### [Records from a dataset]
********************

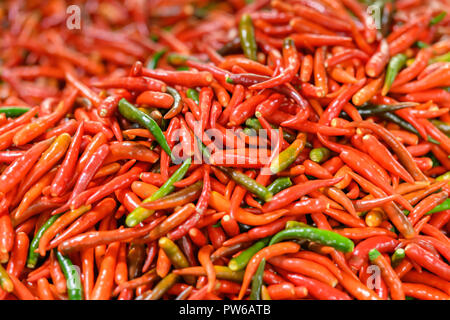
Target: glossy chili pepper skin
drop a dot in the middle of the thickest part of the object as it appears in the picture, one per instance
(133, 114)
(247, 36)
(74, 289)
(140, 214)
(324, 237)
(32, 255)
(131, 155)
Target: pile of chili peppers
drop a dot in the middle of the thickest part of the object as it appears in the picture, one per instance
(98, 202)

********************

### [Aim of the exercise]
What is needed is an exact copy of all the data, with no images in it.

### [Solved exercise]
Target: glossy chili pepper skin
drop a dot in the middle of the thickest part of the object as it appears in the picture, one per instance
(133, 114)
(247, 36)
(74, 289)
(140, 214)
(324, 237)
(32, 255)
(131, 155)
Target: pile of chili peppers
drop a dot in the middle of the thickest part of the object as it appears in the picture, one per instance
(98, 202)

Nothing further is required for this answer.